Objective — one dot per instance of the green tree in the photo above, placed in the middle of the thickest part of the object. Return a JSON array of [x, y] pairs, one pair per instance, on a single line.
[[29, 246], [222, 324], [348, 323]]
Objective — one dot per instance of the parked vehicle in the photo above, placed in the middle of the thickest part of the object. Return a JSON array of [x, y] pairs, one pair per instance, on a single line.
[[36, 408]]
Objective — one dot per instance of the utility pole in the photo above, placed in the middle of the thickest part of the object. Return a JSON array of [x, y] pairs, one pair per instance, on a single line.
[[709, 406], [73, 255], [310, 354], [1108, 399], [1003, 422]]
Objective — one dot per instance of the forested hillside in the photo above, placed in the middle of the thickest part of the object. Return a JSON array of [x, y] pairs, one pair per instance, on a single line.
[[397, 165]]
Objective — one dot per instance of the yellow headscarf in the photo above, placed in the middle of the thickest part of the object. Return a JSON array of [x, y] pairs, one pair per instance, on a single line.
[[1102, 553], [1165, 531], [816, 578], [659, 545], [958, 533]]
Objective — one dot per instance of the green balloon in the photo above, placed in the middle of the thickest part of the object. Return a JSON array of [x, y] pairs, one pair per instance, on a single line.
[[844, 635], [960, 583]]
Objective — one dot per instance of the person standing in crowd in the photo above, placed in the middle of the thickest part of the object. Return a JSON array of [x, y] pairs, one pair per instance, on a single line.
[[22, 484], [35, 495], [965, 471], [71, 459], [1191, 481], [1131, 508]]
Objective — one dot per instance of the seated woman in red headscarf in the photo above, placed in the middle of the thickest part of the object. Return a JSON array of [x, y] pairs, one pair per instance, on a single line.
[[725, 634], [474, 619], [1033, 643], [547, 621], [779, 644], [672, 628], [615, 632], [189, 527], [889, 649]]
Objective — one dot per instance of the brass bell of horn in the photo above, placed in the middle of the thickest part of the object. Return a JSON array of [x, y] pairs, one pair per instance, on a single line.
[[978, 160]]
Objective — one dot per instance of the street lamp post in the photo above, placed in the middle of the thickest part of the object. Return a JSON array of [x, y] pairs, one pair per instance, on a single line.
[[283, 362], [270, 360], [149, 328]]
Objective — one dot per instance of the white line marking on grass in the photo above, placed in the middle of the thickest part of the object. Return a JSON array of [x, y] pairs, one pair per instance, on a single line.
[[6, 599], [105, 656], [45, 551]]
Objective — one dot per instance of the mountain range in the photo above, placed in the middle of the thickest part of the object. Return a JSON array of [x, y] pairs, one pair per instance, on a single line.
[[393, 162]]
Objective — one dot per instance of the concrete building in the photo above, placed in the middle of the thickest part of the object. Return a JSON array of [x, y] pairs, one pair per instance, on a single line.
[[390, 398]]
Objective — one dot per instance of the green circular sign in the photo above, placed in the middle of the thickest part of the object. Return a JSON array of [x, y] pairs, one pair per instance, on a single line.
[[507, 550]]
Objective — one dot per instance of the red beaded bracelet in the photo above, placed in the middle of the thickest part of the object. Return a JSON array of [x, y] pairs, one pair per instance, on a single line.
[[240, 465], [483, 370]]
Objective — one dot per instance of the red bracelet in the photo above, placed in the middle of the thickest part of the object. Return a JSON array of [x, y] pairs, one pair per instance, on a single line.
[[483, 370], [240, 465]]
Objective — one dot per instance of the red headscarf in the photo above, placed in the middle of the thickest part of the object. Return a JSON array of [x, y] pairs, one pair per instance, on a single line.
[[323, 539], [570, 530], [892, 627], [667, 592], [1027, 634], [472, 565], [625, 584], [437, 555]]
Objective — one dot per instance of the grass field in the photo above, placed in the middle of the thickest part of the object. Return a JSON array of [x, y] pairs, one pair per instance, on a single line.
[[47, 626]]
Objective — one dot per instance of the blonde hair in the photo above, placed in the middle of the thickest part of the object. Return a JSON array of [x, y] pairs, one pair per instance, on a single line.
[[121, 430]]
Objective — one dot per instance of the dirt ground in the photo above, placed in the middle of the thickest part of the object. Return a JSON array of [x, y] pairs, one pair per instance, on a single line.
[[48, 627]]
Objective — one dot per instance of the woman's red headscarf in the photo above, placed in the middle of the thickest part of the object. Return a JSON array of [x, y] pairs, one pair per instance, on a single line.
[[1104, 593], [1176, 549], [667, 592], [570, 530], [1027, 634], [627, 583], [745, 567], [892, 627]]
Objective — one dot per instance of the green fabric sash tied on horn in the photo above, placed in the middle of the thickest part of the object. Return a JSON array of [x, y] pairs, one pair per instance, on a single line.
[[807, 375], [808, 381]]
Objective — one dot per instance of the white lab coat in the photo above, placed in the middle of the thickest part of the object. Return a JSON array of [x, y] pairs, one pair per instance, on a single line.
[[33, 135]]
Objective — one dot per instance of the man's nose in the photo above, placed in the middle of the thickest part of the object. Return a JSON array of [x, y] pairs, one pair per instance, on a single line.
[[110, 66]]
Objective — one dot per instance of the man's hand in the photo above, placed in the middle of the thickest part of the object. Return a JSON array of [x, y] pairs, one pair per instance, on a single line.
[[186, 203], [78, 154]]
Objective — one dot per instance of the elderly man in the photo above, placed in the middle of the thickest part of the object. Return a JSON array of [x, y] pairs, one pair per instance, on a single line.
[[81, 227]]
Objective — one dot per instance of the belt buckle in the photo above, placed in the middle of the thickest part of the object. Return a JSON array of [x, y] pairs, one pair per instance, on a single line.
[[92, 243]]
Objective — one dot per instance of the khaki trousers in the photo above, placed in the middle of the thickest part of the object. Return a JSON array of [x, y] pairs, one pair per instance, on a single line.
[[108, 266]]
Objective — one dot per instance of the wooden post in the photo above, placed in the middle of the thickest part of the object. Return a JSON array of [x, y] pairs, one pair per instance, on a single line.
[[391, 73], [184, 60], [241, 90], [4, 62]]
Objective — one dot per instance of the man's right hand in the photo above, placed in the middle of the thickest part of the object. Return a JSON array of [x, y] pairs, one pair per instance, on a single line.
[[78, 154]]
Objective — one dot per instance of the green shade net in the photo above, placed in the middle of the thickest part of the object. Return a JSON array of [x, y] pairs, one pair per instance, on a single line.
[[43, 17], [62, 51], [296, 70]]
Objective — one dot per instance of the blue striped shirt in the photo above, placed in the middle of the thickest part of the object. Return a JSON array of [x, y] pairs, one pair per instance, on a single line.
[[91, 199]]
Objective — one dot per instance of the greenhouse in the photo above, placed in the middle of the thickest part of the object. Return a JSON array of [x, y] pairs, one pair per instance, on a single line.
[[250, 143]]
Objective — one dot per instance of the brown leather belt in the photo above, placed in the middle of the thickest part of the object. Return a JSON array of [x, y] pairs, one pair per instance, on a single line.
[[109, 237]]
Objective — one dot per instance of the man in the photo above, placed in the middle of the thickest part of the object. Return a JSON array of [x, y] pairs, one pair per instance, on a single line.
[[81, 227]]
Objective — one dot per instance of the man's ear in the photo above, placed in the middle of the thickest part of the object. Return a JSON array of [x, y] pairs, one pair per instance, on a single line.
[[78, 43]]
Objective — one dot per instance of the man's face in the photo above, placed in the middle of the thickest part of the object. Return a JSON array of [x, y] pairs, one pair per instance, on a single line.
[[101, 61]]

- Short problem: Every line above needs to be retyped exactly.

- Response for this exercise:
Objective — one dot per instance of the green tree in the photo above, placed in the middle of the thickest part of the object. Return a JSON array of [x, y] pairs, one pair per instance, on a single line.
[[29, 246], [222, 324], [348, 323]]
Objective — one dot per instance of the parked vehicle in the photo above, placed in the middle of the thickest part of the object. Return a JSON array of [x, y] pairs, one pair per instance, on a single line.
[[36, 408]]
Objective — one dot per instance of the utility pole in the photo above, placed in the middle of the thickest part of the object. Return a JSON array of [x, y] pairs, one pair per instance, on a single line.
[[709, 406], [73, 255], [310, 354], [1108, 399], [1003, 422]]
Objective — one dot per instance of the forested hillside in the photo above, placed in the middle of the thickest part of the object. Return a JSON array of [x, y] pairs, one pair per instance, on a single line.
[[397, 165]]
Objective — one dot per instance of the yellow headscarf in the photo above, placed in the middle of the thickest part of the object. Return a JSON array of [x, y] pairs, one pair per instance, on a single line.
[[1102, 553], [1165, 531], [816, 578], [659, 545], [958, 533]]
Objective — one dot per instance of the green balloon in the photo above, placed in the middle of the thickest part of the object. Return a JSON array of [x, y] pairs, one pair per instance, on a single line.
[[844, 635], [960, 583]]
Objective — one dot per instance of the person standing in crowd in the photo above, placed in the middle of the thickest part of the object. Return a JSON array of [x, y] pairs, one pair per instance, on a single line.
[[22, 484], [35, 495], [965, 471], [71, 459], [1191, 481], [1131, 508]]
Objective — one dot per instance of the seated woman in red headscarf in the photo above, placed in the middle of the thickest part of the object. Return a JSON array of [x, y] pairs, one pair per instance, on a single line.
[[725, 634], [474, 619], [1033, 643], [547, 621], [779, 644], [672, 628], [615, 632], [189, 527], [889, 649]]
Objective — one dot per instance of the brass bell of horn in the photo above, placed in the middle of the thickest part of the object. Return a JSON array of [x, y] pairs, one pair per instance, on a single line.
[[978, 160]]
Objective — one dot per instance of the street lamp post in the photo above, placed in the middle of the thickest part of the object. Return a JSON array of [x, y] pairs, one pair per instance, on a single line.
[[283, 362], [270, 360], [149, 328]]
Objective — one dot per instance of the white line marking on grass in the photo above, placed in the middle of the thickest part of the object. Return a JSON array of [x, y] pairs, one pair per instance, on a single line.
[[6, 599], [105, 656], [45, 551]]
Objective — one dot per instance of the mountain range in the photo above, placed in the middle of the thickest part of the object. Return a JSON array of [x, y] pairs, one pair per instance, on a single line.
[[393, 162]]
Objective — one dot per instance of the concrete building in the photo above, placed in the middle of the thickest part of the object. Return a JSON array of [x, y] pairs, one pair per instance, on a single line.
[[390, 398]]
Objective — one dot per instance of the green circular sign in the photo above, placed in the middle of the thickest part of the object. Return a JSON array of [x, y] pairs, one pair per instance, on a single line.
[[507, 550]]
Objective — one dot per instance of the red beaded bracelet in the photo above, placed in the middle of the thickest part of the object. Return a JSON array of [x, y] pairs, one pair per instance, on a single line.
[[240, 465], [483, 370]]
Objective — one dot per instance of the red bracelet in the photo above, placed in the middle of the thickest part of the object. Return a JSON array of [x, y] pairs, one pair per instance, on a single line.
[[483, 370], [240, 465]]
Objective — one dot per instance of the red headscarf in the photo above, placed in the middle of the thickest part of the object. Return a JSON array of [x, y] pairs, one pair per instance, on a single line.
[[323, 539], [570, 530], [892, 627], [667, 592], [1027, 634], [472, 565], [625, 584], [437, 555]]
Objective — one dot per instance of the grass field in the photo above, placed in the middle of the thickest part of the object. Return a JSON array of [x, y] pairs, one pair per instance, on a single line.
[[47, 626]]
Objective — one dot per instance of the blonde hair in the photo above, placed in the middle of the thickest part of the object. Return a JSON array of [x, y] pairs, one pair per instance, on a single line.
[[121, 430]]
Objective — one dot per instance of the dirt ground in the photo above, placed in the middle of the thickest part of the object. Return a JSON array of [x, y] pairs, one pair per instance, on a single line.
[[48, 627]]
Objective — one dot per instance of the woman's red headscarf in the photo above, placed in the middle of the thickest part of the object. Return a JSON array of [x, y] pairs, one pair per instance, on a single line.
[[1104, 593], [1176, 549], [667, 592], [570, 530], [1027, 634], [627, 583], [745, 567], [892, 627]]
Objective — one dot per instance of the green fabric sash tied on horn in the photo above, placed in the middle of the thickest part of the object. Return a JSON array of [x, y] pairs, one pair per instance, on a single line.
[[807, 375], [808, 381]]
Objective — one dot per instance of the white lab coat in the photo above, placed in the middle of the thickest part of the object. Return a JSON array of [x, y] pairs, one pair per instance, on a single line.
[[33, 135]]
Objective — one dot per instance of the man's nose in the photo above, placed in the middle of the thickest part of the object. Return a JSON array of [x, y] pairs, one pair per instance, on a single line.
[[110, 66]]
Objective — one dot per instance of the man's hand in the photo above, placed in the middle of the thickest part of the object. Return a JSON array of [x, y] pairs, one pair per instance, on a single line.
[[186, 203], [78, 154]]
Objective — one dot per instance of the elderly man in the photo above, placed in the middle of the thickest part of the object. Return a JSON array of [x, y] pairs, one pair per instance, on a single line.
[[81, 227]]
Objective — one dot per instance of the belt buckle in the photo above, placed in the middle of the thickest part of the object. Return a JSON array of [x, y] pairs, one pair per instance, on a single line.
[[92, 243]]
Objective — one dot per instance of the khaki trousers in the photo above, placed in the middle of the thickest part of the object. Return a JSON array of [x, y] pairs, one pair per instance, on a single line.
[[108, 266]]
Objective — one dot per instance of the wooden post in the photo above, placed in the middle of the thickest part of the object. Return a JSON array of [x, y] pairs, one pair per instance, on a single line.
[[391, 73], [184, 60], [241, 90], [4, 62]]
Objective — one dot per instance of the man's right hand in the photo above, placed in the middle of the thickest part of the object. Return a JSON array of [x, y] pairs, one pair per instance, on a single line.
[[78, 154]]
Objective — one dot per instance of the green shade net in the photo above, placed in the middle of the thickest part of the object. Return a JSON array of [x, y] pairs, one pair per instance, on a single line.
[[43, 17], [62, 51], [296, 70]]
Objective — one dot per instance of the blue striped shirt in the photo above, placed in the middle of the thickest part of the object. Return a JSON array of [x, y] pairs, one pair per instance, on a single line.
[[91, 199]]
Objective — one dot per instance of the greenhouse in the photo above, placed in the middle of the thickest part of the object. Return a JSON array of [x, y] pairs, one pair per instance, on a single line.
[[250, 143]]
Objective — one dot per instance of the brown leather belt in the photo above, placed in the middle of the thickest part of the object. Return a JSON array of [x, y] pairs, one pair per instance, on a single line.
[[109, 237]]
Objective — one dot per instance of the man in the photo above, placed in the middle of the thickest part of the object. Return a JSON array of [x, y] pairs, one pair per instance, on a single line.
[[81, 227]]
Objective — one dot per instance of the man's ear in the photo above, placed in the middle of the thickest part of the object. Return a JSON array of [x, y] pairs, one pair per instance, on a single line.
[[78, 43]]
Objective — one dot per instance of the man's face in the photo above, placed in the middle of the thickest part of the object. Return a JSON array of [x, y] pairs, one pair per instance, on a single line.
[[101, 61]]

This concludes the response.